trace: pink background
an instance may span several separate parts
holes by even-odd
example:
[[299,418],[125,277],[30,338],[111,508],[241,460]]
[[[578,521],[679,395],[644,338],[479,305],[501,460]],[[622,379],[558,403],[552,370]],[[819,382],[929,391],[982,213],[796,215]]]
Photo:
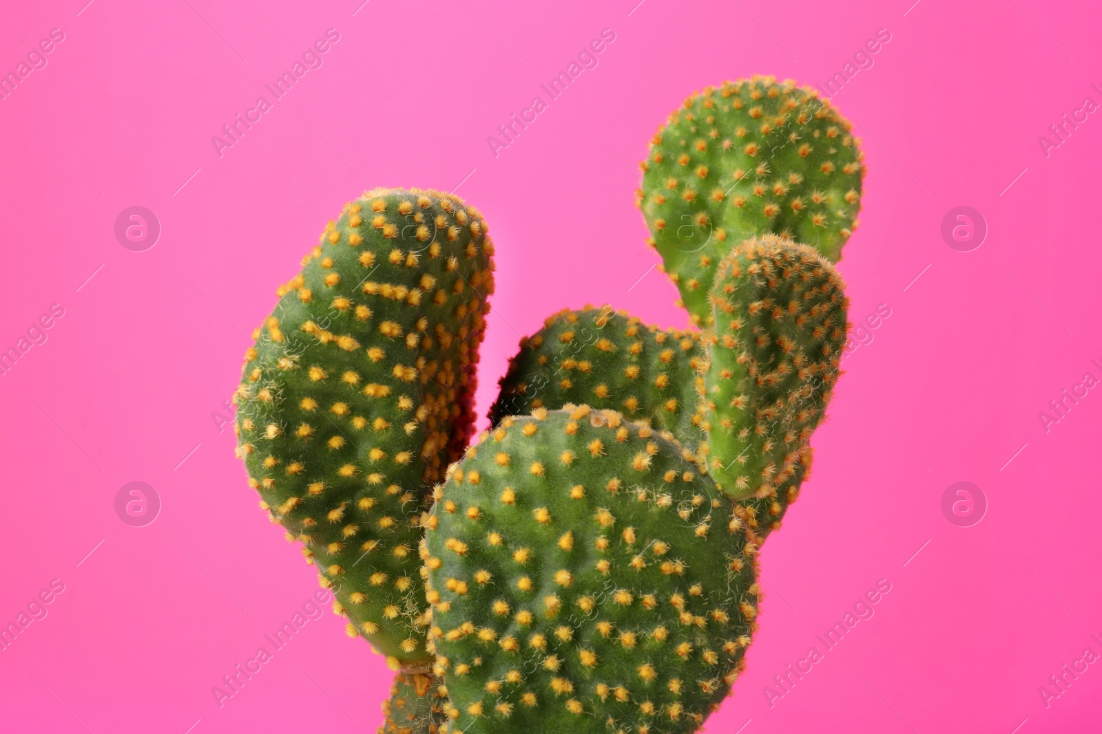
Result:
[[[1102,654],[1102,391],[1048,432],[1038,418],[1102,377],[1102,121],[1048,157],[1037,142],[1102,101],[1096,3],[360,1],[4,12],[2,72],[51,29],[65,40],[0,101],[0,349],[51,304],[65,316],[0,376],[0,622],[51,579],[65,591],[0,651],[0,730],[374,732],[390,673],[327,610],[222,709],[210,692],[317,589],[212,415],[276,285],[365,187],[462,182],[498,245],[484,413],[557,309],[684,325],[633,197],[670,110],[755,73],[825,81],[880,28],[835,98],[868,163],[841,270],[852,317],[892,316],[845,361],[813,476],[765,547],[749,668],[706,731],[1102,727],[1102,664],[1048,708],[1038,693]],[[324,66],[219,157],[212,135],[328,28]],[[604,28],[597,68],[495,157],[487,135]],[[162,226],[145,252],[114,235],[133,205]],[[959,205],[990,229],[972,252],[940,235]],[[962,480],[990,504],[972,527],[940,507]],[[130,481],[163,503],[147,527],[115,514]],[[763,687],[878,579],[875,616],[770,708]]]

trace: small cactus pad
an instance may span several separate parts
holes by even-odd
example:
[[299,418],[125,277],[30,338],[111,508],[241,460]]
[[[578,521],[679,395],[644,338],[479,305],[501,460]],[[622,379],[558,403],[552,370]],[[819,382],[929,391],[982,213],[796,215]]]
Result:
[[520,340],[489,419],[496,426],[507,415],[538,407],[585,404],[647,420],[695,448],[702,439],[693,420],[705,360],[698,332],[647,326],[611,306],[563,310]]
[[400,660],[429,657],[419,517],[472,434],[491,254],[458,197],[367,191],[278,291],[235,394],[261,507]]
[[538,408],[437,494],[423,556],[454,731],[693,732],[723,699],[757,547],[670,434]]
[[444,734],[450,708],[443,683],[431,672],[399,672],[382,702],[377,734]]
[[842,278],[811,248],[766,234],[724,258],[711,300],[703,424],[711,473],[731,496],[773,497],[798,486],[804,447],[840,374]]
[[777,233],[831,261],[857,226],[865,166],[852,124],[817,91],[774,77],[705,88],[670,114],[637,193],[693,320],[733,243]]

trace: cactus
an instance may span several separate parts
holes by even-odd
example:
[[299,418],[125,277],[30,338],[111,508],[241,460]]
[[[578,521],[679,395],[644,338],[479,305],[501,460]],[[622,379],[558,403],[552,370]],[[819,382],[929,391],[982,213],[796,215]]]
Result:
[[382,726],[378,734],[443,734],[451,704],[440,680],[428,669],[399,671],[382,702]]
[[836,261],[857,227],[865,166],[852,125],[815,90],[774,77],[687,99],[655,135],[637,200],[694,322],[732,245],[777,233]]
[[420,516],[473,431],[491,254],[458,197],[365,193],[278,291],[235,394],[261,507],[396,667],[430,658]]
[[[615,349],[597,348],[599,339]],[[490,425],[539,407],[587,404],[618,409],[629,419],[669,430],[703,458],[707,453],[707,434],[702,428],[706,352],[698,332],[644,325],[609,306],[560,311],[520,340],[490,407]],[[787,482],[760,497],[739,501],[735,512],[759,544],[780,527],[810,471],[811,456],[811,447],[804,446]]]
[[667,331],[612,307],[562,310],[521,339],[509,360],[490,424],[566,403],[618,410],[696,448],[696,406],[706,360],[700,333]]
[[537,408],[436,494],[422,556],[452,731],[692,732],[723,699],[757,547],[671,434]]
[[790,502],[840,374],[842,278],[813,249],[766,234],[724,258],[710,298],[703,428],[712,476],[736,499],[784,490]]

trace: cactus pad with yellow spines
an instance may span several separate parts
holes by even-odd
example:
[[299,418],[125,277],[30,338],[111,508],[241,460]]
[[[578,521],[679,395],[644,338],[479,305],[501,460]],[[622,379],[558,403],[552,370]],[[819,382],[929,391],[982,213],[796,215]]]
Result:
[[817,91],[754,77],[707,87],[670,114],[642,163],[639,207],[693,320],[737,243],[782,234],[836,261],[864,175],[851,123]]
[[491,254],[458,197],[367,191],[279,289],[235,396],[261,506],[399,660],[430,656],[419,518],[472,434]]
[[428,519],[436,670],[467,734],[695,731],[756,628],[756,554],[670,434],[506,417]]

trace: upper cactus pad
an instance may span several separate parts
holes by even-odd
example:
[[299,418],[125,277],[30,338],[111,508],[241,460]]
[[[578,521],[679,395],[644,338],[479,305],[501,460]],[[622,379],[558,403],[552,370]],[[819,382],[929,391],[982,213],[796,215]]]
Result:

——

* Prompt *
Rewrite the entries starting at the line containing "trace: cactus pad with yellow spines" and ending at the end of the entries, replacing "cactus pad" with "prickly pear pad" and leaving everything else unchanged.

* Correct output *
trace: prickly pear pad with yellow spines
an instance may span several separate parts
holes by even-odd
example:
[[299,418],[125,277],[30,338],[111,508],[241,460]]
[[[578,521],[679,395],[644,338],[479,305],[501,460]],[[622,379],[558,403],[552,370]],[[819,382],[929,391],[982,213],[796,215]]]
Result:
[[817,91],[754,77],[707,87],[670,114],[642,163],[639,207],[693,320],[737,243],[782,234],[836,261],[864,175],[851,123]]
[[491,254],[458,197],[367,191],[279,289],[235,396],[261,506],[399,660],[430,656],[419,518],[472,434]]
[[428,519],[436,670],[467,734],[695,731],[756,628],[756,554],[670,434],[506,417]]

trace: upper prickly pear pad
an instance may span several separate parts
holes by even-odd
example:
[[299,418],[125,277],[30,338],[111,508],[241,460]]
[[[578,521],[679,395],[644,338],[479,305],[501,460]],[[622,379],[558,403],[552,370]],[[819,382],[929,391],[982,213],[796,215]]]
Result:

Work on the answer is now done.